Ato contínuo, importante não confundir os ditames sobre a gratuidade processual tratados na Lei citada e na Constituição Federativa do Brasil.

Nesse sentido, traçando um paralelo ao regramento da Constituição Federal, Hélio Márcio Campo ensina que:

Ao passo que para a Constituição Federal o pressuposto para a obtenção do benefício funda-se na insuficiência de recursos, para a Lei n. 1.060/50 o requisito é o prejuízo do sustento próprio ou da família, caso tivesse o necessitado de recolher as custas judiciais, tendo em vista a sua situação econômica. São, portanto, acepções que não se excluem, mas se complementam.[102]

Percebe-se, portanto, que a Lei não exige qualquer prova da condição de necessitado, seja por insuficiência de recursos, seja pela impossibilidade de arcar com as custas e os honorários de advogado sem prejuízo do sustento próprio ou de sua família.

•••

Exercício proposto 1 => Selecione e copie todas as linhas das entradas abaixo que contenham a palavra "medallion", levando em conta a distinção entre maiúsculas e minúsculas.

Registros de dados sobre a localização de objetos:

•••

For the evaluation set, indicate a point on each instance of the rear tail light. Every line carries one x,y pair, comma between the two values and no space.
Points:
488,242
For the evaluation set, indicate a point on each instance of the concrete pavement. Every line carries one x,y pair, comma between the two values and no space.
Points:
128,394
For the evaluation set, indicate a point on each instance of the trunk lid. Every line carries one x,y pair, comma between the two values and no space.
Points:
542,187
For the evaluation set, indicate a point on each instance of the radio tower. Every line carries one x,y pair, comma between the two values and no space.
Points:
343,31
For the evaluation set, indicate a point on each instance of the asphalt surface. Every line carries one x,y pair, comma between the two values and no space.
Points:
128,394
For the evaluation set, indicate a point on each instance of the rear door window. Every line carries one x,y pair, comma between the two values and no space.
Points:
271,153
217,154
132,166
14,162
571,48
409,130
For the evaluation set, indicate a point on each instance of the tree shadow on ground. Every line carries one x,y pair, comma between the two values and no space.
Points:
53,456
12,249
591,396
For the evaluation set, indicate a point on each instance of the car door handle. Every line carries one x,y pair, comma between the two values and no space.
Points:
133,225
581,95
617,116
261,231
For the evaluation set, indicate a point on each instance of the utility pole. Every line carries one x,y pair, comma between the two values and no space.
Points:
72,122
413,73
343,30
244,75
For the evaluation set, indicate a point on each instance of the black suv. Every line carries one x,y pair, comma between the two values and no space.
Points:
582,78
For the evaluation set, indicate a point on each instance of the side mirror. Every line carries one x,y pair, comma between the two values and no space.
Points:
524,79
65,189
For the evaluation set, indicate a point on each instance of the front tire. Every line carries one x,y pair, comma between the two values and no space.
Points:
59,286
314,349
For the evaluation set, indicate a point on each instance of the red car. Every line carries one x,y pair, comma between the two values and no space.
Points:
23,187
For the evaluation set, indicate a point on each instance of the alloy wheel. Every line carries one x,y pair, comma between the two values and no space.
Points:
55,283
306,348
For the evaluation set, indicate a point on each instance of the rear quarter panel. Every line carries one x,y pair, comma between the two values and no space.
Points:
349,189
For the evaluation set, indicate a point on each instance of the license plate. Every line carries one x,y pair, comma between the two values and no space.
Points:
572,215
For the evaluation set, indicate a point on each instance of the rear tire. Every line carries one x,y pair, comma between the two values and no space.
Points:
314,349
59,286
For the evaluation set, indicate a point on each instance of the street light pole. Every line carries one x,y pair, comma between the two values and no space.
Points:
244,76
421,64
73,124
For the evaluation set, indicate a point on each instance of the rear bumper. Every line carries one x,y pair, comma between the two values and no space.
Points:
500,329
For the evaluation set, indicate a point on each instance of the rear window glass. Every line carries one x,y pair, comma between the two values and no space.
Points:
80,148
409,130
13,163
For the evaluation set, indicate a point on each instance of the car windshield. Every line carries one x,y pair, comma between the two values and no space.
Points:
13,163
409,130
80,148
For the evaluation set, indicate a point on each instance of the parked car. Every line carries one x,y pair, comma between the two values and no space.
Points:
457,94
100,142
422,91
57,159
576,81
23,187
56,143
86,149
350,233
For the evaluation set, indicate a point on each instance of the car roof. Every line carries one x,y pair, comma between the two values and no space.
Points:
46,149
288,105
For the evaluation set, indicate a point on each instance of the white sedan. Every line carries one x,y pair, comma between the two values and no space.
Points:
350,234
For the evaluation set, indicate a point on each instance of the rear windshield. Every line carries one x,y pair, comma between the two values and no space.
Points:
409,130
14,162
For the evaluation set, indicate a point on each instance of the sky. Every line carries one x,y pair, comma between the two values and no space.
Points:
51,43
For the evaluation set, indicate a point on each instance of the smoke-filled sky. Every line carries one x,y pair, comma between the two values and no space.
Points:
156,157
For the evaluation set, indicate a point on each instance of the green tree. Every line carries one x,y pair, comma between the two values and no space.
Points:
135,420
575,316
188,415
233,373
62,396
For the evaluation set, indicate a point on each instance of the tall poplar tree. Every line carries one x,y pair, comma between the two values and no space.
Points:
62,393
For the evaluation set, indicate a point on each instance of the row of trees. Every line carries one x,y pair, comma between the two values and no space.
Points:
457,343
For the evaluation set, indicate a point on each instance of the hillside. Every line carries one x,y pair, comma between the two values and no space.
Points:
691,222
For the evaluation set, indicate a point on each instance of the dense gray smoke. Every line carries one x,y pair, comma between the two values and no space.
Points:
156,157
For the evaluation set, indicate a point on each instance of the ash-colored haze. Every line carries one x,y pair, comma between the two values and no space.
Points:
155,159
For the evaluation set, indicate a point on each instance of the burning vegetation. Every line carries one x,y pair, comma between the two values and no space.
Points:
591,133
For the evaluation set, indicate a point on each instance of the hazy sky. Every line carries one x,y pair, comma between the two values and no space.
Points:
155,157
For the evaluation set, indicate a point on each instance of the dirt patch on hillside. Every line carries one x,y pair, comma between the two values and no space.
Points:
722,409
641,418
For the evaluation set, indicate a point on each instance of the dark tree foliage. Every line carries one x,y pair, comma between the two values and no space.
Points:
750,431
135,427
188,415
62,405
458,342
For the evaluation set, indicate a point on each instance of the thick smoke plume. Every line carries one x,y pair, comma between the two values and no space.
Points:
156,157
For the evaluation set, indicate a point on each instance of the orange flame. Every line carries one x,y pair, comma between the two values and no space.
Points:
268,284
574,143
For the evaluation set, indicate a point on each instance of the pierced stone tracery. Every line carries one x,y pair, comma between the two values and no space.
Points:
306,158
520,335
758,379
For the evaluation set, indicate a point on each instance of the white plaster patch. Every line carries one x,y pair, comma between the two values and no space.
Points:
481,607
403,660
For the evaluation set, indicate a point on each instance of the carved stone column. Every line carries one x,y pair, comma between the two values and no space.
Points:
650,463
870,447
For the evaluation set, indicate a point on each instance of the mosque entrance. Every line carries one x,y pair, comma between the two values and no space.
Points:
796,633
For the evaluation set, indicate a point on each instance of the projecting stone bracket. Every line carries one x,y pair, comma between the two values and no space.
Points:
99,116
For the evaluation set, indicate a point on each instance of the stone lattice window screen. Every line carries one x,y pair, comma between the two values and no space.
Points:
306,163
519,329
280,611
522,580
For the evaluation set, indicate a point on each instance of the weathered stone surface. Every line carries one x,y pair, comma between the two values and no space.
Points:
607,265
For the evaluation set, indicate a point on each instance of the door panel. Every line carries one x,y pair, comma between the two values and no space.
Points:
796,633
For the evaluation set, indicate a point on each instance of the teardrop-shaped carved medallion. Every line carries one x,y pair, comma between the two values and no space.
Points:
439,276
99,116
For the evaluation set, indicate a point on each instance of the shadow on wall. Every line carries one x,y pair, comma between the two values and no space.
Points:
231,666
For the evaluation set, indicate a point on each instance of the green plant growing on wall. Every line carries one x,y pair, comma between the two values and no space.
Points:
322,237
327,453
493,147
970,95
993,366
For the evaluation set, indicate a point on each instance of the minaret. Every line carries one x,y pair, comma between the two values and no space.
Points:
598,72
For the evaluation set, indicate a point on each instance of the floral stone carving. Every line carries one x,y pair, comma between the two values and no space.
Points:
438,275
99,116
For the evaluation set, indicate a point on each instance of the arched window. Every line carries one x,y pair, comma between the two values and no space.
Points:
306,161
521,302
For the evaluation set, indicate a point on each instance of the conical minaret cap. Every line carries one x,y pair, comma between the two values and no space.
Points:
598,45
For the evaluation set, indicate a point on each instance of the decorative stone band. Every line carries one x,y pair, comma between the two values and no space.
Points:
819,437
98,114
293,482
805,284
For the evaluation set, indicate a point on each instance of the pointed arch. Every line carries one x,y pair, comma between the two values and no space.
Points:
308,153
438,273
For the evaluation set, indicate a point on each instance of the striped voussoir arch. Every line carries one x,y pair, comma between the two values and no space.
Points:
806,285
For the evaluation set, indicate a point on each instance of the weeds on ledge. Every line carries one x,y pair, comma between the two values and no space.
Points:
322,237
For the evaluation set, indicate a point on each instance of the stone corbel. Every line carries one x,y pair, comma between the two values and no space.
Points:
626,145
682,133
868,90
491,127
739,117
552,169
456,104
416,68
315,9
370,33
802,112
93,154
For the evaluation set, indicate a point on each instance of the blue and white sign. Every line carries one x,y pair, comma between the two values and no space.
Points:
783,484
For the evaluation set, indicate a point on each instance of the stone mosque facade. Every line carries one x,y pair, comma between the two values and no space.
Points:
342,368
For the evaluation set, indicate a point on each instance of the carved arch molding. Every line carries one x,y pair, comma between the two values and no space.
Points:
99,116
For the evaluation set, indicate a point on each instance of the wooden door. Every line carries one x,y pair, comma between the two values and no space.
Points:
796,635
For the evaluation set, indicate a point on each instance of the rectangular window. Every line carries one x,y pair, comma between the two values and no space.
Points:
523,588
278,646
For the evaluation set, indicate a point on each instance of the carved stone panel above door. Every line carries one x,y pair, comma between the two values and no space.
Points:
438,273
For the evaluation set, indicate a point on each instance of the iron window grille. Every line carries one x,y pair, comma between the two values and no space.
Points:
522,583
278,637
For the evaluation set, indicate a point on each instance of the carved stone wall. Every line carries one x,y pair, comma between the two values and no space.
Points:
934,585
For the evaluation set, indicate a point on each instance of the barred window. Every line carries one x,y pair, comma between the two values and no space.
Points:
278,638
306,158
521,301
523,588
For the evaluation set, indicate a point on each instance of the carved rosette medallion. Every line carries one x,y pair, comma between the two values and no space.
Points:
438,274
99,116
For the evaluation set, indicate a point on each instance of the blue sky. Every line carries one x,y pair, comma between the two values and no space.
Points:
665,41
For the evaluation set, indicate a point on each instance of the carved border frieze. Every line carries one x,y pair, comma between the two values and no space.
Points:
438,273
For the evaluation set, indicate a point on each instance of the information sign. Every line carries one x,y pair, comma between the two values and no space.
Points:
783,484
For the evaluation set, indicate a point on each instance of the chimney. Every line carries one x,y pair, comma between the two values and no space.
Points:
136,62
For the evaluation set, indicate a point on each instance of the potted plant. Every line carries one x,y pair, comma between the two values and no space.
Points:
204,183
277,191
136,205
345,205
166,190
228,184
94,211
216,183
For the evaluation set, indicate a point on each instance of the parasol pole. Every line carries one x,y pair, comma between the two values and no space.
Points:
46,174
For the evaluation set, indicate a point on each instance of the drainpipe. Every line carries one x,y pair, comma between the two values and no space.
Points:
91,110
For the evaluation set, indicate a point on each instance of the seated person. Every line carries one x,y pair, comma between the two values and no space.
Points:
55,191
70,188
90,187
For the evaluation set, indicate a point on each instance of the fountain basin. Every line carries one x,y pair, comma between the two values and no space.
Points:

•••

Exercício proposto 2 =>
Responda, com base no trecho sobre gratuidade processual:
(a) Qual autor é citado ao se traçar um paralelo com o regramento da Constituição Federal?
(b) Para a Constituição Federal, em que se funda o pressuposto para a obtenção do benefício?
(c) Conforme o último parágrafo, o que a Lei não exige?

Resposta desenvolvida 1 =>
For the evaluation set, indicate a point on each instance of the teardrop-shaped carved medallion. Every line carries one x,y pair, comma between the two values and no space.
For the evaluation set, indicate a point on each instance of the carved rosette medallion. Every line carries one x,y pair, comma between the two values and no space.

Resposta desenvolvida 2 =>
(a) Hélio Márcio Campo.
(b) Na insuficiência de recursos.
(c) Qualquer prova da condição de necessitado.